> EXERCISE MATERIALS:
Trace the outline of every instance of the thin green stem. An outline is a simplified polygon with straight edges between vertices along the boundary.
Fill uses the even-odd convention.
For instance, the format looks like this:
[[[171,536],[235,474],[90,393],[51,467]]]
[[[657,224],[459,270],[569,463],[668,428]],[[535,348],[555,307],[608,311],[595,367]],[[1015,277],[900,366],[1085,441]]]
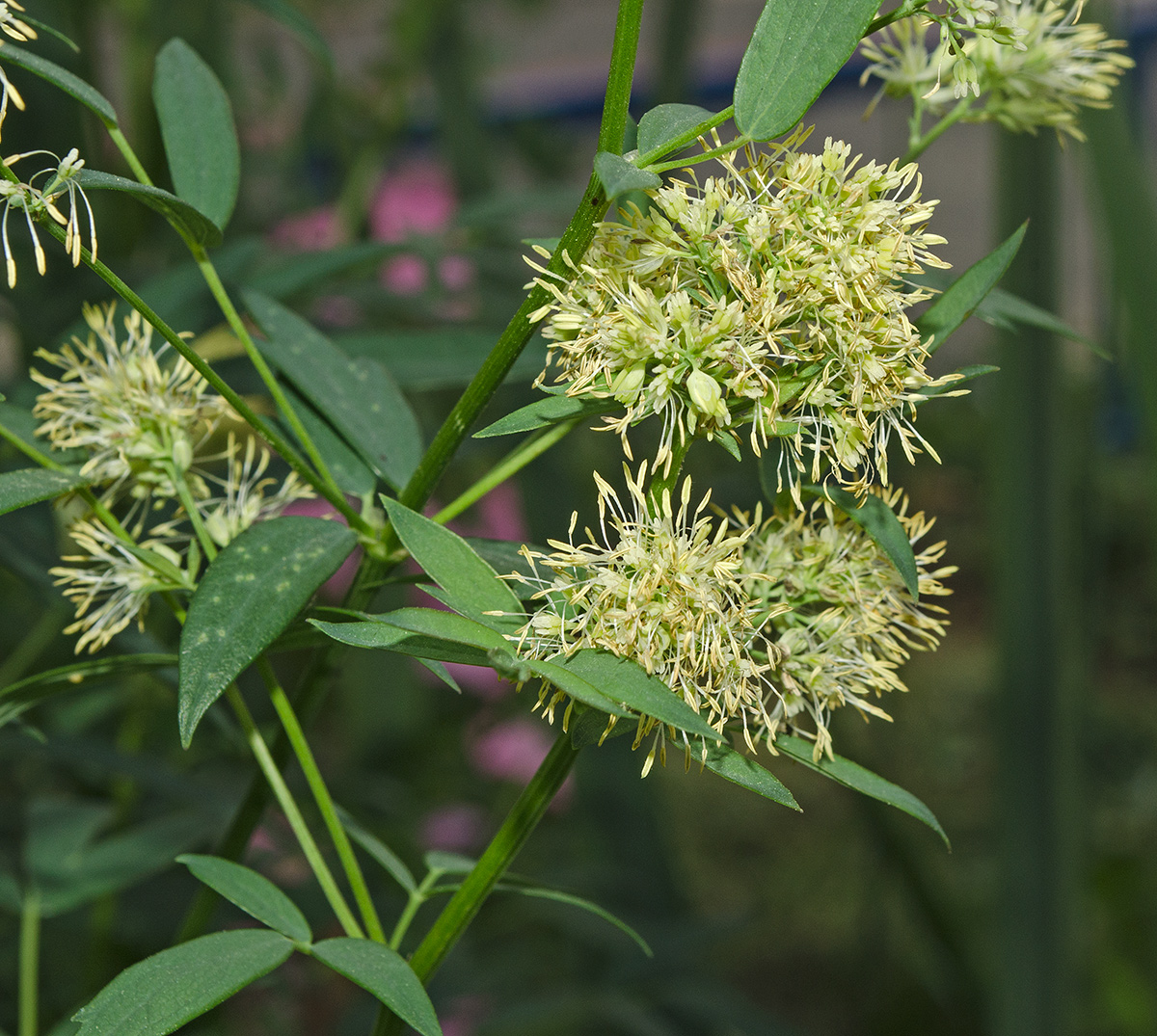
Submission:
[[[36,1036],[40,971],[40,894],[35,886],[24,891],[20,911],[20,1036]]]
[[[551,449],[559,439],[563,438],[578,423],[578,419],[562,421],[545,428],[537,435],[531,436],[525,443],[507,453],[494,467],[492,467],[481,479],[474,482],[465,493],[456,500],[450,501],[441,511],[434,516],[434,520],[444,525],[452,518],[457,518],[471,504],[477,503],[496,486],[504,482],[516,472],[521,472],[536,457],[540,457]]]
[[[570,743],[570,735],[562,731],[474,868],[450,897],[450,902],[442,909],[410,959],[410,967],[423,984],[445,960],[494,886],[502,880],[518,850],[538,827],[577,757],[578,749]],[[378,1027],[379,1036],[396,1036],[400,1031],[401,1021],[396,1016]]]
[[[294,712],[285,689],[278,681],[270,660],[265,656],[261,656],[257,660],[257,667],[260,669],[261,679],[265,681],[265,687],[270,693],[270,698],[273,702],[273,708],[277,710],[278,718],[281,720],[281,726],[285,727],[289,743],[293,746],[294,755],[297,756],[297,763],[301,767],[302,774],[305,775],[309,790],[314,793],[314,801],[317,802],[317,808],[320,811],[325,827],[333,839],[333,848],[338,851],[338,858],[341,860],[341,866],[346,872],[346,879],[353,889],[354,901],[358,903],[362,924],[366,926],[366,931],[369,932],[370,939],[375,942],[385,942],[385,932],[382,928],[382,922],[377,916],[374,901],[370,898],[366,876],[362,874],[358,858],[354,856],[353,845],[349,844],[349,836],[341,826],[337,807],[333,805],[333,798],[330,796],[330,789],[325,784],[325,778],[322,777],[317,760],[314,757],[314,750],[309,747],[309,741],[305,739],[305,732],[297,722],[297,715]]]
[[[333,480],[333,474],[330,472],[329,466],[318,452],[317,446],[312,438],[310,438],[309,432],[305,431],[305,426],[301,423],[301,417],[297,416],[297,412],[289,405],[285,390],[279,384],[273,371],[270,370],[270,365],[265,362],[265,357],[258,350],[257,343],[253,341],[253,336],[249,333],[249,328],[245,326],[245,321],[241,319],[241,313],[237,312],[237,308],[233,304],[229,293],[226,291],[224,284],[221,283],[221,278],[218,275],[216,267],[209,259],[208,253],[200,245],[193,245],[192,253],[193,259],[201,272],[201,276],[205,278],[205,283],[209,286],[209,291],[213,294],[213,298],[216,299],[216,304],[221,308],[221,312],[224,313],[224,319],[233,330],[233,333],[237,335],[237,339],[241,341],[241,345],[245,350],[245,355],[249,357],[249,362],[253,364],[258,376],[268,390],[270,395],[273,397],[273,402],[277,404],[278,410],[293,429],[293,434],[297,437],[297,442],[301,443],[302,449],[309,457],[310,462],[315,468],[317,468],[318,474],[325,479],[326,482],[329,482],[334,493],[340,494],[341,489]]]
[[[105,126],[109,132],[109,139],[117,146],[117,150],[124,156],[125,161],[128,163],[128,168],[133,171],[133,176],[148,186],[153,186],[153,180],[149,179],[149,175],[145,171],[145,166],[141,165],[141,160],[137,157],[137,151],[133,150],[132,145],[125,140],[125,134],[120,132],[119,126]]]
[[[429,898],[430,889],[437,885],[437,880],[442,876],[444,872],[434,870],[427,874],[421,885],[418,886],[410,897],[406,900],[406,905],[403,908],[401,913],[398,917],[398,923],[393,926],[393,931],[390,932],[390,949],[398,949],[401,946],[401,940],[406,938],[406,932],[410,931],[410,925],[412,924],[414,917],[418,916],[418,911],[421,909],[422,904]]]
[[[301,815],[301,809],[297,808],[293,792],[289,791],[289,786],[281,776],[281,771],[273,761],[273,756],[270,755],[268,746],[265,743],[261,732],[257,728],[252,713],[250,713],[249,706],[245,704],[245,700],[241,696],[241,691],[237,690],[235,683],[230,683],[226,689],[226,697],[229,698],[229,704],[237,716],[237,722],[241,724],[245,741],[249,743],[257,764],[261,768],[261,772],[265,774],[265,779],[268,780],[278,805],[281,806],[281,812],[285,813],[286,820],[289,821],[289,827],[293,828],[293,832],[297,837],[297,844],[301,846],[302,852],[305,853],[305,859],[317,876],[318,885],[322,886],[322,891],[325,893],[325,898],[329,900],[330,906],[333,909],[334,915],[337,915],[342,931],[352,939],[364,939],[366,935],[358,924],[358,919],[346,903],[345,896],[341,895],[341,889],[338,888],[338,882],[334,881],[333,873],[322,857],[322,851],[317,848],[317,843],[314,841],[314,836],[305,824],[305,819]]]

> INSTRUCTIONS TO FOLLOW:
Transcribe every entry word for word, but omit the pictures.

> OUTPUT OF THE EXERCISE:
Trace the outline of every instance of the thin green stem. An outline is a simplified polygon with straight edges between vertices along the boundary.
Fill uses the even-odd convention.
For instance, the format looks like this:
[[[171,536],[235,474],[90,393],[51,467]]]
[[[657,224],[459,270],[569,463],[668,428]],[[535,348],[555,307],[608,311],[595,367]],[[1015,277],[900,366],[1085,441]]]
Submission:
[[[36,1036],[40,971],[40,894],[35,886],[24,891],[20,911],[20,1036]]]
[[[551,449],[559,439],[563,438],[578,423],[578,419],[562,421],[545,428],[537,435],[531,436],[525,443],[507,453],[494,467],[492,467],[481,479],[474,482],[465,493],[456,500],[450,501],[441,511],[434,516],[434,520],[444,525],[452,518],[457,518],[471,504],[477,503],[496,486],[504,482],[516,472],[521,472],[536,457],[540,457]]]
[[[570,743],[570,735],[562,731],[474,868],[450,897],[450,902],[442,909],[410,959],[410,967],[423,984],[445,960],[494,886],[502,880],[518,850],[538,827],[577,757],[578,749]],[[378,1027],[379,1036],[396,1036],[400,1031],[401,1021],[396,1016]]]
[[[294,712],[285,689],[278,681],[270,660],[265,656],[261,656],[257,660],[257,667],[260,669],[261,679],[265,681],[265,687],[270,693],[270,698],[273,702],[273,708],[277,710],[278,718],[281,720],[281,726],[285,727],[289,743],[293,746],[294,755],[297,756],[297,763],[301,767],[302,774],[305,775],[309,790],[314,793],[314,801],[317,802],[317,808],[320,811],[325,827],[333,839],[333,848],[338,851],[338,858],[341,860],[341,866],[346,872],[346,879],[353,889],[354,901],[358,903],[362,924],[366,926],[366,931],[369,932],[370,939],[375,942],[385,942],[385,932],[382,928],[382,922],[377,916],[374,901],[370,898],[366,876],[362,874],[358,858],[354,856],[353,845],[349,844],[349,836],[341,826],[337,807],[333,805],[333,798],[330,796],[330,789],[325,784],[325,778],[322,777],[317,760],[314,757],[314,750],[309,747],[309,741],[305,739],[305,732],[297,722],[297,715]]]
[[[333,480],[333,474],[330,472],[329,466],[318,452],[317,446],[312,438],[310,438],[309,432],[305,431],[305,426],[301,423],[301,417],[297,416],[297,412],[289,405],[285,390],[279,384],[273,371],[270,370],[270,365],[265,362],[265,357],[258,350],[257,343],[253,341],[253,336],[249,333],[249,328],[245,326],[245,321],[241,319],[241,313],[237,312],[237,308],[233,304],[229,293],[226,291],[224,284],[221,283],[221,278],[218,275],[216,267],[209,259],[208,253],[200,245],[193,245],[192,253],[193,259],[201,272],[201,276],[205,278],[205,283],[209,286],[209,291],[213,294],[213,298],[216,299],[216,304],[221,308],[221,312],[224,313],[224,319],[233,330],[233,333],[237,335],[237,339],[241,341],[241,345],[245,350],[245,355],[249,357],[249,362],[253,364],[258,376],[268,390],[270,395],[273,397],[273,402],[277,404],[278,410],[293,429],[293,434],[297,437],[297,442],[301,443],[302,449],[309,457],[310,462],[315,468],[317,468],[318,474],[325,479],[326,482],[329,482],[334,493],[340,494],[341,489]]]
[[[105,126],[109,132],[109,139],[117,146],[117,150],[124,156],[125,161],[128,163],[128,168],[133,171],[133,176],[148,186],[153,186],[153,180],[149,179],[149,175],[145,171],[145,166],[141,165],[141,160],[137,157],[137,151],[133,150],[132,145],[125,140],[125,134],[120,132],[119,126]]]
[[[429,898],[430,889],[437,885],[437,880],[442,876],[444,872],[434,870],[427,874],[421,885],[418,886],[410,897],[406,900],[406,905],[403,908],[401,913],[398,917],[398,923],[393,926],[393,931],[390,932],[390,949],[398,949],[401,946],[401,940],[406,938],[406,932],[410,931],[410,925],[412,924],[414,917],[418,916],[418,911],[421,909],[422,904]]]
[[[301,815],[301,809],[297,808],[293,792],[289,791],[289,786],[281,776],[281,771],[273,761],[273,756],[270,755],[268,746],[265,743],[261,732],[257,728],[252,713],[250,713],[249,706],[245,704],[245,700],[241,696],[241,691],[237,690],[235,683],[230,683],[226,689],[226,697],[229,698],[229,704],[237,716],[237,722],[241,724],[245,741],[249,743],[257,764],[261,768],[261,772],[265,774],[265,779],[268,780],[278,805],[281,806],[281,812],[285,813],[286,820],[289,821],[289,827],[293,828],[293,832],[297,837],[297,844],[301,846],[302,852],[305,853],[305,859],[317,876],[318,885],[322,886],[322,891],[325,893],[325,898],[329,900],[330,906],[333,909],[334,915],[337,915],[342,931],[352,939],[364,939],[366,935],[358,924],[358,919],[346,903],[345,896],[341,895],[341,889],[338,888],[338,882],[334,881],[333,873],[322,857],[322,851],[317,848],[317,843],[314,841],[314,836],[305,824],[305,819]]]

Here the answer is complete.